* Start *

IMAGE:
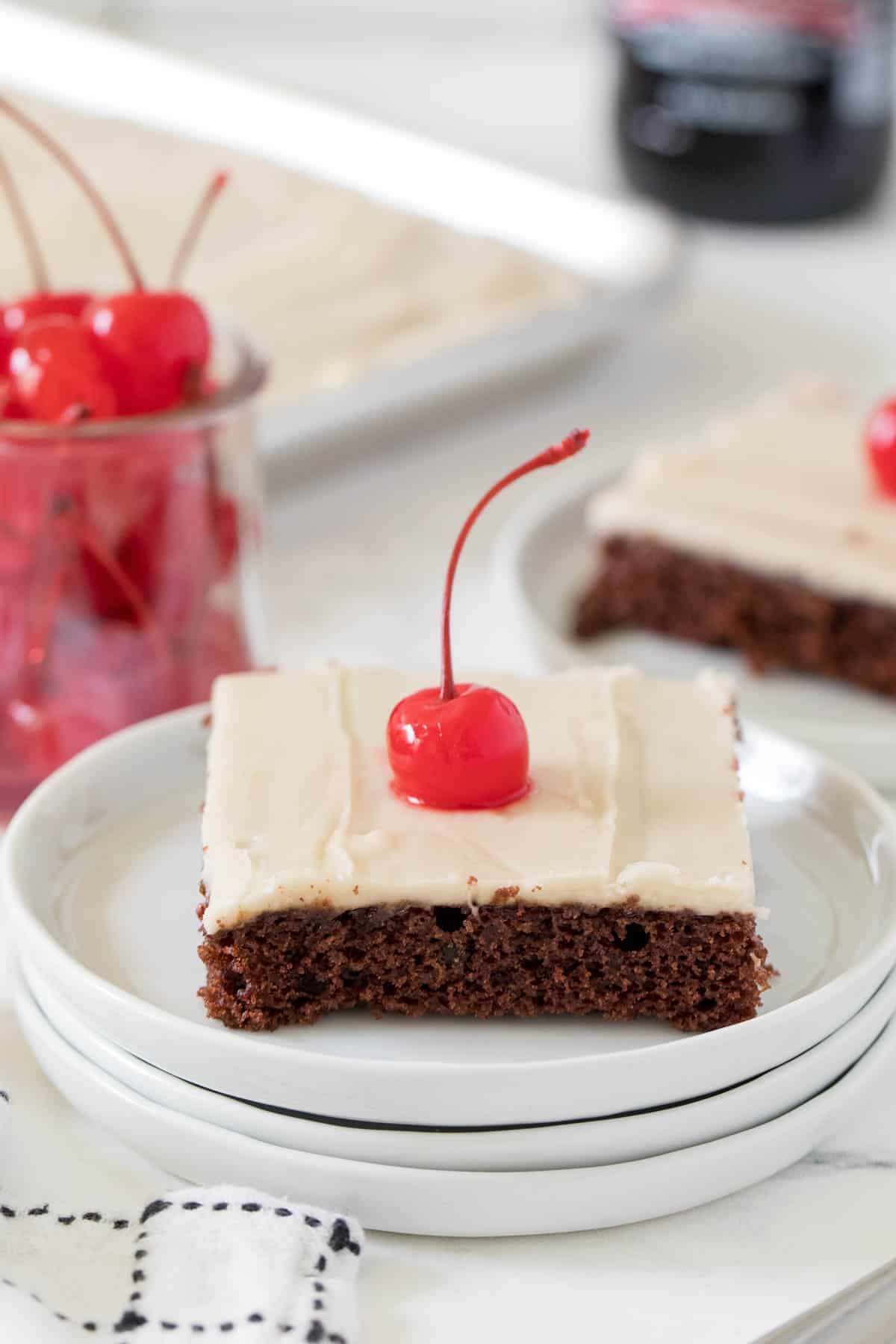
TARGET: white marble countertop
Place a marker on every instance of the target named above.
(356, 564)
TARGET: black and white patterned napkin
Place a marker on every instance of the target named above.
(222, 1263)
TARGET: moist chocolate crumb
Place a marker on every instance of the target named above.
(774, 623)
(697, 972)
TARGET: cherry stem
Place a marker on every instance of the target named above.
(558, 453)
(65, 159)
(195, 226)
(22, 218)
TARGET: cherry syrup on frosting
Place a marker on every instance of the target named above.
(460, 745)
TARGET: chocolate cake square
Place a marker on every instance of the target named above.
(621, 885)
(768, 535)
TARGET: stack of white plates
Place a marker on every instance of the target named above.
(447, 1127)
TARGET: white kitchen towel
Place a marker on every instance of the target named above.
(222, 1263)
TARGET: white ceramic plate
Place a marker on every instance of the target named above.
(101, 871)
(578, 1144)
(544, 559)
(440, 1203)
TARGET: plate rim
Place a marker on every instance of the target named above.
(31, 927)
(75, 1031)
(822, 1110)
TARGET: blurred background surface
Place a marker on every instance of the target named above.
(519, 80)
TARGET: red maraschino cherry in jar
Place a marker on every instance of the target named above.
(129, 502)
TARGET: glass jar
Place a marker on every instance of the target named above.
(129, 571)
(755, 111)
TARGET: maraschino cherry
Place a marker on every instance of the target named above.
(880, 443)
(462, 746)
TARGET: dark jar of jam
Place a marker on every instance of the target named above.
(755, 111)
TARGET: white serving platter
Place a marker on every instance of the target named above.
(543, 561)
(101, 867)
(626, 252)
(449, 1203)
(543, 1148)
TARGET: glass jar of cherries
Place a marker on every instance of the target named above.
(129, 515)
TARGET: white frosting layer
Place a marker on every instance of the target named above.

* End *

CHALLENGE → Render the material from the line that contains "TARGET: white serving platter" through the last line as a Markdown table with the columns "Row" and "Line". Skip blank lines.

RESPONSE TO THIS EXERCISE →
| Row | Line |
|---|---|
| 1 | TARGET: white serving platter |
| 2 | Place a marker on every instance of the target named above. |
| 3 | (543, 561) |
| 4 | (101, 867) |
| 5 | (626, 252) |
| 6 | (449, 1203) |
| 7 | (543, 1148) |
| 8 | TARGET: glass jar of cherries |
| 9 | Place a marker on every instance of the target named above. |
| 10 | (129, 515) |
| 11 | TARGET: white frosting layer |
| 12 | Place a marker on every instance of the target named above. |